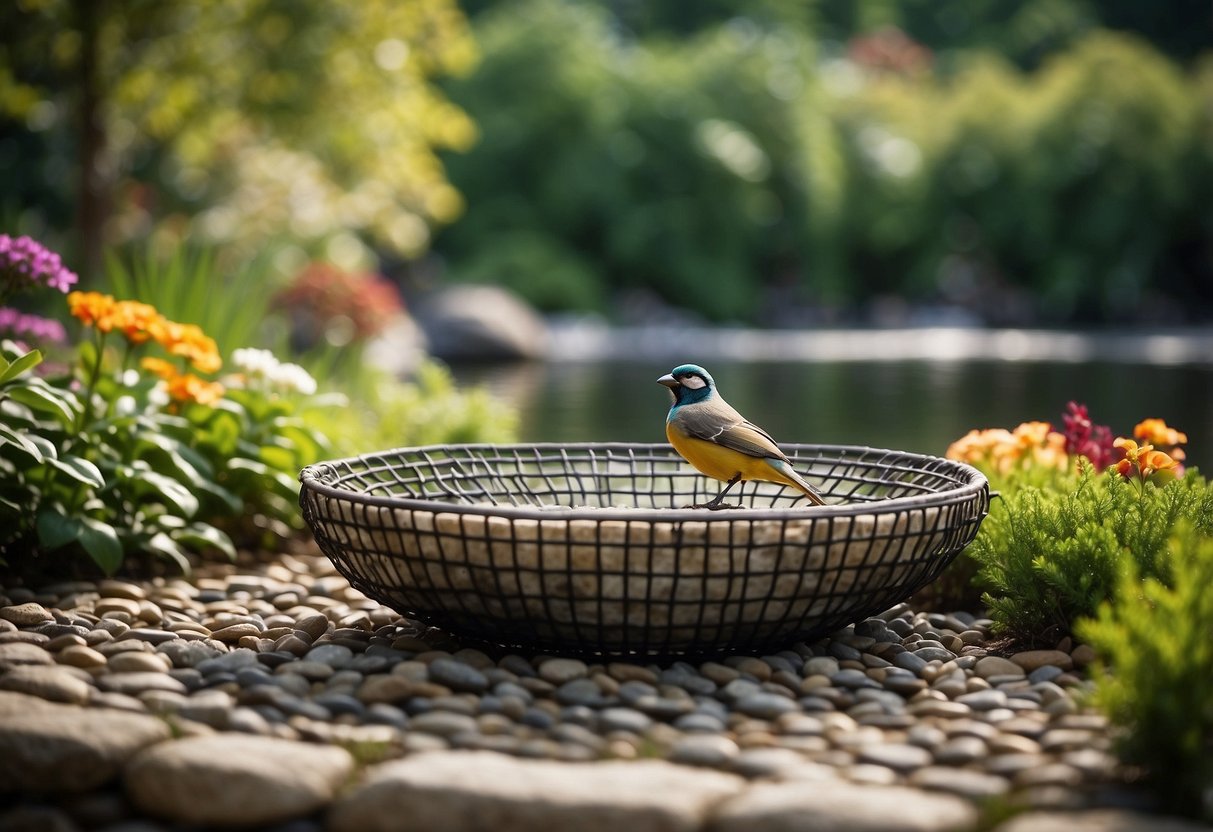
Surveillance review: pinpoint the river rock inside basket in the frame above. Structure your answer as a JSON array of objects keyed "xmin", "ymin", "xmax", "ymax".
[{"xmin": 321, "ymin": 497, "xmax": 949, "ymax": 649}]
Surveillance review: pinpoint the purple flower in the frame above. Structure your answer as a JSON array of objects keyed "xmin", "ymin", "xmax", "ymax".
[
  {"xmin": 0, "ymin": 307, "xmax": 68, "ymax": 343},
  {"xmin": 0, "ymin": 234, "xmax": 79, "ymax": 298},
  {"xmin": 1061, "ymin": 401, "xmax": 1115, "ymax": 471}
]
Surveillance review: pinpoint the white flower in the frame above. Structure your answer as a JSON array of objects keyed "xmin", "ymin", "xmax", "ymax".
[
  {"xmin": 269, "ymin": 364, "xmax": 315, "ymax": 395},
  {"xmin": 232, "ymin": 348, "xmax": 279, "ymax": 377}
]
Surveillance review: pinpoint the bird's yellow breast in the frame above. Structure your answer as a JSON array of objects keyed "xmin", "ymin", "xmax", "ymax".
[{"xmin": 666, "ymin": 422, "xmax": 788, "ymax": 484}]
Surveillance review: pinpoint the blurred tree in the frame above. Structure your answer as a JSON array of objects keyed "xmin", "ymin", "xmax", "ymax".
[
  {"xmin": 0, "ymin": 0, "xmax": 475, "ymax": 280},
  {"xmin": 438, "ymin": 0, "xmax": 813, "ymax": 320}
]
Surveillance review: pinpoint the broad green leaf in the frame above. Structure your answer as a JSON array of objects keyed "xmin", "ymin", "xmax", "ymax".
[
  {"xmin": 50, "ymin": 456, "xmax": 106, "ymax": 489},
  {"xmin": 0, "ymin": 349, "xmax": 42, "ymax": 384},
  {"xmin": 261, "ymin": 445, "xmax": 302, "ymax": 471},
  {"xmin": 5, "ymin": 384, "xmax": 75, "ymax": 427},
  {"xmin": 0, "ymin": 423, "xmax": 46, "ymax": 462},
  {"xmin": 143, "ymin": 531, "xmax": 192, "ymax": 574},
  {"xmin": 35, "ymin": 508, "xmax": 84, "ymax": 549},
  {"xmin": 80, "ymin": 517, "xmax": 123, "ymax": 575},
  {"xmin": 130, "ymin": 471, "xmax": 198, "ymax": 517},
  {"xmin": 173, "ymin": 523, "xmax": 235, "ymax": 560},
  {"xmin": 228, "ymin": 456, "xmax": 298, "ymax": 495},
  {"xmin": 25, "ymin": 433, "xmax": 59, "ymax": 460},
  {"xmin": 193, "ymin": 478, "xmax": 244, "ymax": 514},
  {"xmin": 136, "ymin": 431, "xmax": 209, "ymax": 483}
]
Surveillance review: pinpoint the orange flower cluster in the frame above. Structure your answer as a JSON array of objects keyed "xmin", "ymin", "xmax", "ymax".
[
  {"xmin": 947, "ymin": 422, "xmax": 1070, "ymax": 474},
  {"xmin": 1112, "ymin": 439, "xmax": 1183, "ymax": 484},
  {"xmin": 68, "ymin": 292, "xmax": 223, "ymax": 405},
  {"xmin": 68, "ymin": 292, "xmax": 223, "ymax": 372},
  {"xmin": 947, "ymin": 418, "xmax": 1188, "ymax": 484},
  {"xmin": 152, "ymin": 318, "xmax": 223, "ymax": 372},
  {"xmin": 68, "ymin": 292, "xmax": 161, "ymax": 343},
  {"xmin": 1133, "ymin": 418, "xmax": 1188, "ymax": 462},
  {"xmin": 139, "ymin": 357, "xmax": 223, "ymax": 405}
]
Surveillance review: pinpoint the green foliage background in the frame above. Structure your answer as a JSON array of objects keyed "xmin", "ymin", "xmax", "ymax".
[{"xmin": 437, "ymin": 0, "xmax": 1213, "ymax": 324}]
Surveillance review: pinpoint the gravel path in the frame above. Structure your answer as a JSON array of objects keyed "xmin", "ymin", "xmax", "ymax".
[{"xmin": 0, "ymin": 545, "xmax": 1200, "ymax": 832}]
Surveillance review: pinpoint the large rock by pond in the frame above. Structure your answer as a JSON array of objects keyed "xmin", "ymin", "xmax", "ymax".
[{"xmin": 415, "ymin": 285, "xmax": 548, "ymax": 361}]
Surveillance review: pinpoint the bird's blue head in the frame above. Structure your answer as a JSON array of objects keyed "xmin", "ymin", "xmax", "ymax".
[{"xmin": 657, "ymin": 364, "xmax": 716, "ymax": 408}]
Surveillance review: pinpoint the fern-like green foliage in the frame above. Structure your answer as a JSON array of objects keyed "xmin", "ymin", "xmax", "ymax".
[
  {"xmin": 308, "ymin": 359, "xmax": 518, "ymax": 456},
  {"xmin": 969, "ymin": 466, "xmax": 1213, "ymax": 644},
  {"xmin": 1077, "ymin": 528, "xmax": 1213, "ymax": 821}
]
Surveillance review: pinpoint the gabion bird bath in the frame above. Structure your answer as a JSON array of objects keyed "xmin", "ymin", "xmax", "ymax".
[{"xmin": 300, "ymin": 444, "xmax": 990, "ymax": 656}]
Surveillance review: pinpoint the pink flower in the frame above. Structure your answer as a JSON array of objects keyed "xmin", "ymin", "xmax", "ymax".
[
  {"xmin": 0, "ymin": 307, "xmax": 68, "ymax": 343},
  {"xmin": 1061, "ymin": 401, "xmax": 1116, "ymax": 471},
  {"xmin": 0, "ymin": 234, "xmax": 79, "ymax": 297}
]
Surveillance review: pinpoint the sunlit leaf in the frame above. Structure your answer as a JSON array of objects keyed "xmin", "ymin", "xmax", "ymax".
--------------------
*What the task requires*: Please reproduce the entire listing above verbatim, leaving out the pictures.

*Full solution*:
Surveillance review: pinpoint the river rock inside basket in the frame above. Structure your answer as a JSON array of objects keyed "xmin", "ymin", "xmax", "ymax".
[{"xmin": 321, "ymin": 497, "xmax": 949, "ymax": 649}]
Surveillance review: pinpoint the purple flower in the frame above. Structure your answer as a JSON array of objects keyed "xmin", "ymin", "xmax", "ymax".
[
  {"xmin": 0, "ymin": 307, "xmax": 68, "ymax": 343},
  {"xmin": 0, "ymin": 234, "xmax": 79, "ymax": 298},
  {"xmin": 1061, "ymin": 401, "xmax": 1115, "ymax": 471}
]
Surveillance review: pinpoint the white flower in the frame above. Structure your answer as a JSON array of objects keyed "xmin", "ymin", "xmax", "ymax".
[
  {"xmin": 269, "ymin": 364, "xmax": 315, "ymax": 395},
  {"xmin": 232, "ymin": 348, "xmax": 279, "ymax": 377}
]
Surveillance review: pinpoint the bird's yellow breast in the frame above. Structure your answer as a JSON array of objects keyed "xmin", "ymin", "xmax", "ymax".
[{"xmin": 666, "ymin": 422, "xmax": 788, "ymax": 484}]
Surveillance review: pinpoint the blurred tree in the frame above. Structure your answer as a JSON array of objects keyed "xmin", "ymin", "xmax", "ymax".
[
  {"xmin": 0, "ymin": 0, "xmax": 475, "ymax": 280},
  {"xmin": 438, "ymin": 0, "xmax": 813, "ymax": 320}
]
Surveillance review: pinpoint the broad green leaf in the frame above. Structure your answer as a JSON array of objects keyed "xmin", "ymin", "xmax", "ymax".
[
  {"xmin": 50, "ymin": 456, "xmax": 106, "ymax": 489},
  {"xmin": 0, "ymin": 349, "xmax": 42, "ymax": 384},
  {"xmin": 261, "ymin": 445, "xmax": 302, "ymax": 471},
  {"xmin": 5, "ymin": 384, "xmax": 75, "ymax": 427},
  {"xmin": 0, "ymin": 423, "xmax": 46, "ymax": 462},
  {"xmin": 143, "ymin": 531, "xmax": 192, "ymax": 574},
  {"xmin": 35, "ymin": 508, "xmax": 84, "ymax": 549},
  {"xmin": 80, "ymin": 517, "xmax": 123, "ymax": 575},
  {"xmin": 130, "ymin": 471, "xmax": 198, "ymax": 517},
  {"xmin": 173, "ymin": 523, "xmax": 235, "ymax": 560},
  {"xmin": 228, "ymin": 456, "xmax": 298, "ymax": 495},
  {"xmin": 25, "ymin": 433, "xmax": 59, "ymax": 460},
  {"xmin": 193, "ymin": 478, "xmax": 244, "ymax": 514},
  {"xmin": 136, "ymin": 431, "xmax": 209, "ymax": 483}
]
Surveillance review: pinpoint the orange flower cluster in the frame above. Structure your answer as a JSON array of objects keyed "xmin", "ymin", "xmax", "ymax".
[
  {"xmin": 947, "ymin": 422, "xmax": 1070, "ymax": 474},
  {"xmin": 1112, "ymin": 439, "xmax": 1183, "ymax": 484},
  {"xmin": 68, "ymin": 292, "xmax": 223, "ymax": 405},
  {"xmin": 68, "ymin": 292, "xmax": 223, "ymax": 372},
  {"xmin": 947, "ymin": 418, "xmax": 1188, "ymax": 484},
  {"xmin": 152, "ymin": 318, "xmax": 223, "ymax": 372},
  {"xmin": 68, "ymin": 292, "xmax": 161, "ymax": 343},
  {"xmin": 1133, "ymin": 418, "xmax": 1188, "ymax": 462},
  {"xmin": 139, "ymin": 357, "xmax": 223, "ymax": 405}
]
Surveillance review: pinpoint the green foliage background in the frame above. Structure your answer as a JSON array of objects keyed "xmin", "ymin", "xmax", "ymax".
[{"xmin": 437, "ymin": 0, "xmax": 1213, "ymax": 324}]
Surveillance review: pinpoint the gravel path in the frame above. Structure your answer as a JSON array of objects keyed "xmin", "ymin", "xmax", "ymax".
[{"xmin": 0, "ymin": 545, "xmax": 1200, "ymax": 832}]
Surveillance review: pinpoint the large rock by pond in the frame above. Structure your answer as a JSON array of objects keyed "xmin", "ymin", "xmax", "ymax".
[{"xmin": 415, "ymin": 285, "xmax": 548, "ymax": 361}]
Surveillance review: pinpoint the bird's blue head in the frame above. Structure your answer as a JSON array of objects keyed "xmin", "ymin", "xmax", "ymax".
[{"xmin": 657, "ymin": 364, "xmax": 716, "ymax": 408}]
Surveillance review: pinpoint the fern-like green foliage in the frame above. Structure your answer as a JSON array of objects keyed "xmin", "ymin", "xmax", "ymax".
[
  {"xmin": 308, "ymin": 359, "xmax": 518, "ymax": 456},
  {"xmin": 969, "ymin": 466, "xmax": 1213, "ymax": 644},
  {"xmin": 1077, "ymin": 528, "xmax": 1213, "ymax": 821}
]
Surveillance review: pinpoint the gabion bird bath in the frame above. Structure your answer as a JSON array of objects keyed "xmin", "ymin", "xmax", "ymax".
[{"xmin": 300, "ymin": 444, "xmax": 990, "ymax": 656}]
Surveillance review: pinpoint the pink flower in the frame above. Structure your answer as a JSON array of objects keyed "xmin", "ymin", "xmax", "ymax".
[
  {"xmin": 0, "ymin": 307, "xmax": 68, "ymax": 343},
  {"xmin": 1061, "ymin": 401, "xmax": 1116, "ymax": 471},
  {"xmin": 0, "ymin": 234, "xmax": 79, "ymax": 297}
]
Surveillance review: pinpoint the sunlit leaf in the frame above. Structure your answer as a JSON array of objects keyed "xmin", "ymin", "xmax", "ymax".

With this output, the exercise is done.